TEXT SHOWN
****************************************

Dr. Jackson supposes that the Dean lent his key to the choirmaster, and assumes that, before the expedition with Durdles, Jasper has already taken a wax model of it. If he did so, it must have been in the interval between locking-up time, when we find him (see chapter xii.) conversing with the Dean and the verger, and the time of his changing his coat to go out on the expedition. But Dickens tells us that Mr. Jasper withdrew to his piano, and sat chanting choir music in a low and beautiful voice for two or three hours; ‘in short, until it has been for some time dark, and the moon is about to rise.’ I take it, then (1) that the iron key was lent to Jasper by the verger for use in this nocturnal expedition; (2) that no wax model of it has been made up to the time of starting; (3) that the verger will look for the return of the key next day.

****************************************

EXTRACTED DATA
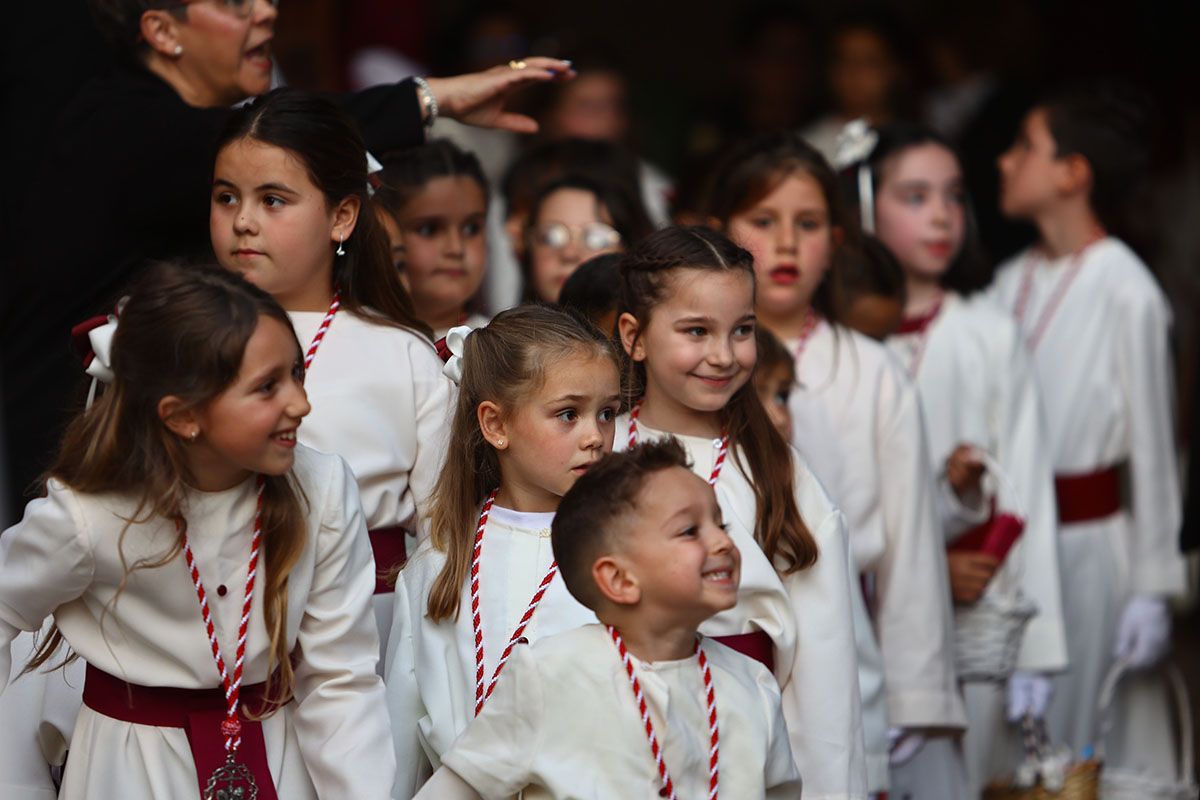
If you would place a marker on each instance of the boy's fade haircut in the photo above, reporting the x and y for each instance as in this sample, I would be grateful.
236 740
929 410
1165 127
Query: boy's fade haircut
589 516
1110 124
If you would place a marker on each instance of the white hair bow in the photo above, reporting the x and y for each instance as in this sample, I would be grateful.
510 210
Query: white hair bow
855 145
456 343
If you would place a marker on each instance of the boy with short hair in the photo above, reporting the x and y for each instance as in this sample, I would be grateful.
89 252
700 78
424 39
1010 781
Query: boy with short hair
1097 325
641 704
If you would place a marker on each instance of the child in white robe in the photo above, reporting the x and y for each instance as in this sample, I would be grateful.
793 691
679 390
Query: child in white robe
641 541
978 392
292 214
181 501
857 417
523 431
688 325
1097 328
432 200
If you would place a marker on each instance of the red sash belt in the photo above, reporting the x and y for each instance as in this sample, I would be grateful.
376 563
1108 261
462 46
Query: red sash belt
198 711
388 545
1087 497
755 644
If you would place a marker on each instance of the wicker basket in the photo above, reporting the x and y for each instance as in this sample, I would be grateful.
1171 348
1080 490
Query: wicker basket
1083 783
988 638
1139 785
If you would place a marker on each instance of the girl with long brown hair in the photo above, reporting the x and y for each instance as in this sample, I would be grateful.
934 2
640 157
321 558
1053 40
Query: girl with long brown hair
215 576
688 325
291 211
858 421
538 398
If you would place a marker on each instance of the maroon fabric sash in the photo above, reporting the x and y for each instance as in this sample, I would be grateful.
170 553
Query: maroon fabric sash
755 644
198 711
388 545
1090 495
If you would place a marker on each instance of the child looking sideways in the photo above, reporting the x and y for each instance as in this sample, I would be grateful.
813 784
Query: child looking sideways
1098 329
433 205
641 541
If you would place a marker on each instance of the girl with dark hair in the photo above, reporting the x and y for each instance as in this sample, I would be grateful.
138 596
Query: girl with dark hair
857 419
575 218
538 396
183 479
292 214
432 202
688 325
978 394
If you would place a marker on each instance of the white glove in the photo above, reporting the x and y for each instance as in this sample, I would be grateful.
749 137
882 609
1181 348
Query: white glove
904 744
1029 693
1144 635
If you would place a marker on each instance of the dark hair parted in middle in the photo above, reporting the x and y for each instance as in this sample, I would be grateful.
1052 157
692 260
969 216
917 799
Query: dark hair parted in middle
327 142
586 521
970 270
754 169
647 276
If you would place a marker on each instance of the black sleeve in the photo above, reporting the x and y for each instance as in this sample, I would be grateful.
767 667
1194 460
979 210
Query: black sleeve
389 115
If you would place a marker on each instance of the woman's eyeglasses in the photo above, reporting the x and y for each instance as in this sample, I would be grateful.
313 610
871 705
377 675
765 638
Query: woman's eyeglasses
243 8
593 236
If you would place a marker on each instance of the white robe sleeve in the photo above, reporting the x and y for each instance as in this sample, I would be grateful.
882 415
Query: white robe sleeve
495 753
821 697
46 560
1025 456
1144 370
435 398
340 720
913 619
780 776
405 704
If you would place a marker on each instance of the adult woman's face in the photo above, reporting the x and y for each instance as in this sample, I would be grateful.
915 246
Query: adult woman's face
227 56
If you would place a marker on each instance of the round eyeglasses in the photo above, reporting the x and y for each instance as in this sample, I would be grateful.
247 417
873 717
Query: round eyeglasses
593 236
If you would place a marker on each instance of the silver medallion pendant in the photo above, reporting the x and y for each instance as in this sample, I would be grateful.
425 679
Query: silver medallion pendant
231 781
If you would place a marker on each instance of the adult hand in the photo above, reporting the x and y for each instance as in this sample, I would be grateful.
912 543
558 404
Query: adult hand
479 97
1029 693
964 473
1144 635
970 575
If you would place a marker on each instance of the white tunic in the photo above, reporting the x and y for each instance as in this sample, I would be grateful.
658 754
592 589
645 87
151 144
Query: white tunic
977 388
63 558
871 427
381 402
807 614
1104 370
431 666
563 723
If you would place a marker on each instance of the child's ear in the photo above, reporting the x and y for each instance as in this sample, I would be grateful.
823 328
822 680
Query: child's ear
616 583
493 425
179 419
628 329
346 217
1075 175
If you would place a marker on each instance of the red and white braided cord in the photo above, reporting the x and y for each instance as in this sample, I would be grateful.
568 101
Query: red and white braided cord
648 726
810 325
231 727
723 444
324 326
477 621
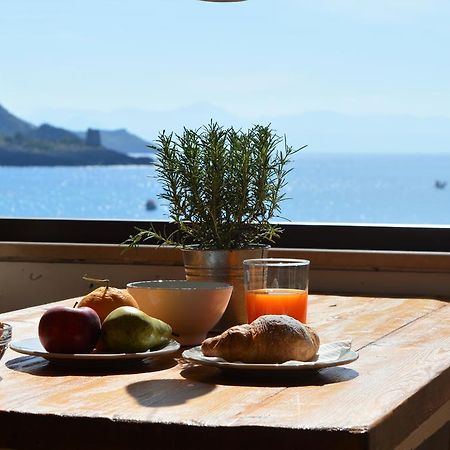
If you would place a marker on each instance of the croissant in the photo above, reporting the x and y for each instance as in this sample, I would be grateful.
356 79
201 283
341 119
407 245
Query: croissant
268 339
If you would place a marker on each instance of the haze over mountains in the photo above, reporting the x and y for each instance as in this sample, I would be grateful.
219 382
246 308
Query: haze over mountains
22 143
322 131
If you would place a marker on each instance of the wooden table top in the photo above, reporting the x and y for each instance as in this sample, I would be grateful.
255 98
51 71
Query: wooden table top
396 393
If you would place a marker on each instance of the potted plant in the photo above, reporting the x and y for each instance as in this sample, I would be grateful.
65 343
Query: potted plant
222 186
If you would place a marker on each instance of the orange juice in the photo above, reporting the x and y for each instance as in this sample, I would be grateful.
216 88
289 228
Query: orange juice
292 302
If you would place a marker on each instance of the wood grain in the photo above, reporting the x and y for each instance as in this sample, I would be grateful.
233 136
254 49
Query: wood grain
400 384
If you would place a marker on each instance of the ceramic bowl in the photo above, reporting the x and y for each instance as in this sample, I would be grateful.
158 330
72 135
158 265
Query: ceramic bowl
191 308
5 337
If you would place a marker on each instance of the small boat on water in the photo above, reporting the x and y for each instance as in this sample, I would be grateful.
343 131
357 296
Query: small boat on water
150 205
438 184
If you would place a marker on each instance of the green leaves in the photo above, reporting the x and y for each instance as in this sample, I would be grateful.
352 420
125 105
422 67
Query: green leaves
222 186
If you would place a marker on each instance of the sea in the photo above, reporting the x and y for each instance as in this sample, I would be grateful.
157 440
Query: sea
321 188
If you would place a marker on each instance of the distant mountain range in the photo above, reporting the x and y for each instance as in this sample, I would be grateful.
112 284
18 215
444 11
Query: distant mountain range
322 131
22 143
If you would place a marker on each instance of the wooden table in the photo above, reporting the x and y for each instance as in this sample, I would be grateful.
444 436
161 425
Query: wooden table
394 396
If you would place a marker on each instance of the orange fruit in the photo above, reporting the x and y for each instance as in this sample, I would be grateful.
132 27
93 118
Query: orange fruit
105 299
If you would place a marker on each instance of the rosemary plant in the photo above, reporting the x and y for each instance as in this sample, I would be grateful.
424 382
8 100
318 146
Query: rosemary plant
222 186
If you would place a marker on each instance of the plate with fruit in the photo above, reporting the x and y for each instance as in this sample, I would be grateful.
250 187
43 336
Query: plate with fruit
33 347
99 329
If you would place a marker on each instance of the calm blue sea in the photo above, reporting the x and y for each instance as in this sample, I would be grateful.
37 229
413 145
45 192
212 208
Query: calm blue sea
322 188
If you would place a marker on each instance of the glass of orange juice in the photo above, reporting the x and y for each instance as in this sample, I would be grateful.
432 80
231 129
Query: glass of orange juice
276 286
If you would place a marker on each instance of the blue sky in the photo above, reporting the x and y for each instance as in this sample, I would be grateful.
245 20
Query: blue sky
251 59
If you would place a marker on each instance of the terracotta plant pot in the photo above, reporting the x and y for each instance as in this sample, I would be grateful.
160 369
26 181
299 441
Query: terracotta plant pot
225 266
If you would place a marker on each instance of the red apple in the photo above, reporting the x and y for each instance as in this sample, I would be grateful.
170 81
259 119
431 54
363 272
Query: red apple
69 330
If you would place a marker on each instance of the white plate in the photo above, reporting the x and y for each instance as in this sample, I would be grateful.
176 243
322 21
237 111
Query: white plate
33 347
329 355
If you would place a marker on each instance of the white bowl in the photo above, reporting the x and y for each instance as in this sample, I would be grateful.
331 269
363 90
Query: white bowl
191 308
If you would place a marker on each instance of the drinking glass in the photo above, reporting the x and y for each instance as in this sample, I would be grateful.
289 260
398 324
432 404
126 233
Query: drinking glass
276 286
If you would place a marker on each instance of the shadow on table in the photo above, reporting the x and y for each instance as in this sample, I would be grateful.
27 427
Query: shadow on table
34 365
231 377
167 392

****************************************

STATED GOAL 1
In the passage about Jasper and the key, list each numbered conclusion the writer draws.
STATED GOAL 2
Based on the passage about Jasper and the key, do these statements agree with it? Answer yes or no for each, quoting the words that decide it.
(a) Dr. Jackson thinks the Dean lent his key to the choirmaster.
(b) Jasper sat at his piano for about five hours.
(c) The writer believes the verger lent Jasper the iron key.
STATED GOAL 3
Rewrite the passage about Jasper and the key between "Dr. Jackson supposes" and "key next day.", inclusive, swapping "verger" for "sexton".

TASK RESPONSE 1
1. The iron key was lent to Jasper by the verger for use in this nocturnal expedition.
2. No wax model of it has been made up to the time of starting.
3. The verger will look for the return of the key next day.

TASK RESPONSE 2
(a) Yes: "Dr. Jackson supposes that the Dean lent his key to the choirmaster"
(b) No: "for two or three hours"
(c) Yes: "that the iron key was lent to Jasper by the verger for use in this nocturnal expedition"

TASK RESPONSE 3
Dr. Jackson supposes that the Dean lent his key to the choirmaster, and assumes that, before the expedition with Durdles, Jasper has already taken a wax model of it. If he did so, it must have been in the interval between locking-up time, when we find him (see chapter xii.) conversing with the Dean and the sexton, and the time of his changing his coat to go out on the expedition. But Dickens tells us that Mr. Jasper withdrew to his piano, and sat chanting choir music in a low and beautiful voice for two or three hours; ‘in short, until it has been for some time dark, and the moon is about to rise.’ I take it, then (1) that the iron key was lent to Jasper by the sexton for use in this nocturnal expedition; (2) that no wax model of it has been made up to the time of starting; (3) that the sexton will look for the return of the key next day.